··· 出典

COP8、11月1日までニューデリーで開催中
 23日より、インドのニューデリーでCOP8(気候変動枠組条約第8回締約国会議)が始まった。地球産業文化研究所は、会議の日報(Earth Negotiation Bulletin(ENB=英語)、http://www.iisd.ca/linkages/climate/cop8/)の日本語訳を随時ホームページに掲載している(http://www.gispri.or.jp/kankyo/unfccc/copinfo.html)。また全国地球温暖化防止活動推進センターもホームページで会議情報をアップしている (http://www.jccca.org/)。気候ネットワークでは現地から数回のNGOニュース「Kiko」を発信しホームページに掲載する。今回の会議は京都議定書発効前であり、大きな論点は少ないが、最後の2日間の閣僚級ラウンドテーブルで採択される予定の「デリー宣言」にいかなる内容が含まれるかが注目されている。日本の環境NGOからは十数名が参加し交渉をウォッチしている。(問合せ:気候ネットワーク)

議定書発効は来年夏頃か?―ロシアの動向
 ロシアのフリステンコ副首相は14日、モスクワで開かれた日ロ貿易経済政府間委員会の席上で、京都議定書のロシアの批准が早くても来春以降になるとの見通しを示した。副首相はロシアの批准に必要な条件として(1)議定書の内容と国内法との合致、(2)議定書発効による経済効果の分析の2点を挙げ、年末までに国内法の改正案を出し、来春に下院で審議するとの国内手続きを明らかにした(共同 10/14、NHK 10/15)。このペースでいけば発効は来年の夏頃となり、2003年10月のCOP9は、議定書発効後の最初の議定書締約国会議(COP/MOP1)と兼ねることになる。なお議定書の批准は、新たにエストニア(0.3%)を含む96ヶ国に上り、批准した先進国の90年CO2排出総量計に占める割合は37.4%となっている(16日現在)。

······
··· 提供データ

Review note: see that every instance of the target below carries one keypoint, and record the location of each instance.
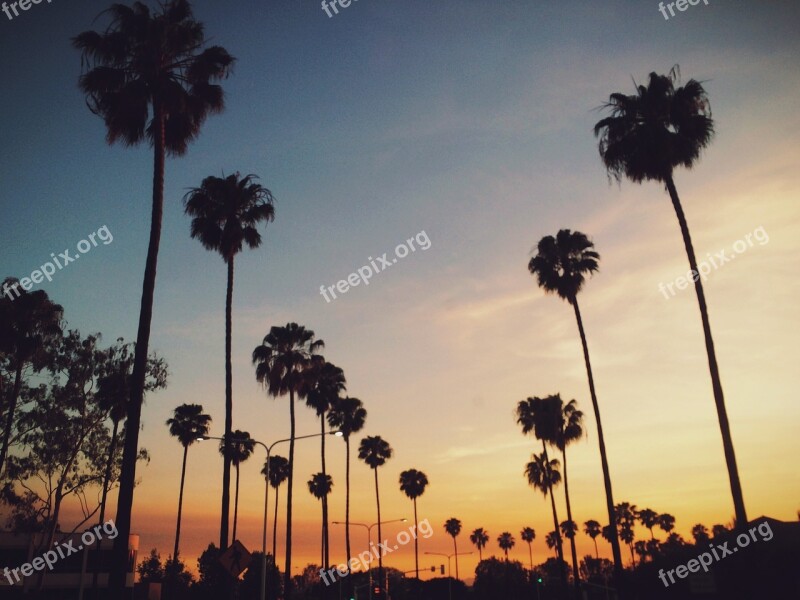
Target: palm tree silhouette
(648, 518)
(225, 215)
(453, 527)
(31, 323)
(278, 472)
(348, 416)
(375, 451)
(560, 265)
(647, 136)
(325, 383)
(592, 529)
(149, 76)
(528, 534)
(479, 537)
(187, 424)
(280, 362)
(413, 484)
(240, 448)
(320, 485)
(506, 541)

······

- **課題詳細**
気候変動交渉を伝える記事を、末尾の文に続けて書き進めてください。

- **出力結果**
ドイツ「EU全体で2020年30%削減」提案へ
 先の総選挙で社会民主党(SPD)と90年連合・緑の党の連立政権の続投が決まったドイツ政府は、EU全体の2020年の温室効果ガスの排出削減目標を90年比30%とすることを提案していく方針であることが報道されている。ドイツは、国内では2020年までに40%削減する目標を掲げている(ENDS 10/11)。

 

  各種お知らせ

第21回エネルギー未来技術フォーラム
   地球温暖化について考える
日時:2002年10月29日(火)13:30〜17:15 入場無料
場所:イイノホール(飯野ビル7F)(東京・千代田区)
発表:科学的にどこまでわかっているか(丸山康樹・我孫子研究所)
   地球にやさしいエネルギーの利用とは(中岡章・参事)
   京都議定書にどう取り組むか(杉山大志・経済社会研究所)
コメンテーター:畑直之(気候ネットワーク)、植田和弘(京都大学)、秋庭悦子 (日本消費生活アドバイザー・コンサルタント協会)
申込み(先着順):E-mail:www-pc-ml@criepi.denken.or.jp
(会社・部署・役職・氏名・連絡先記入のこと)
主催:(財)電力中央研究所 TEL:03-3210-6610(代)

COP8報告会(in京都)
日時:11月8日(金)18:30〜20:45
参加費:会員無料、一般500円
場所:ウィングス京都セミナー室B(京都市中京区)
報告者:浅岡美恵(気候ネットワーク代表)ほか
問合せ:京都事務所

地球温暖化を防止する炭素税について考えてみよう!
―ライフスタイル見直しフォーラム 課題別フォーラム―
日時:11月24日(日)13:00〜16:00 参加費:無料
場所:新宿パークタワー16F 202会議室(東京・新宿区)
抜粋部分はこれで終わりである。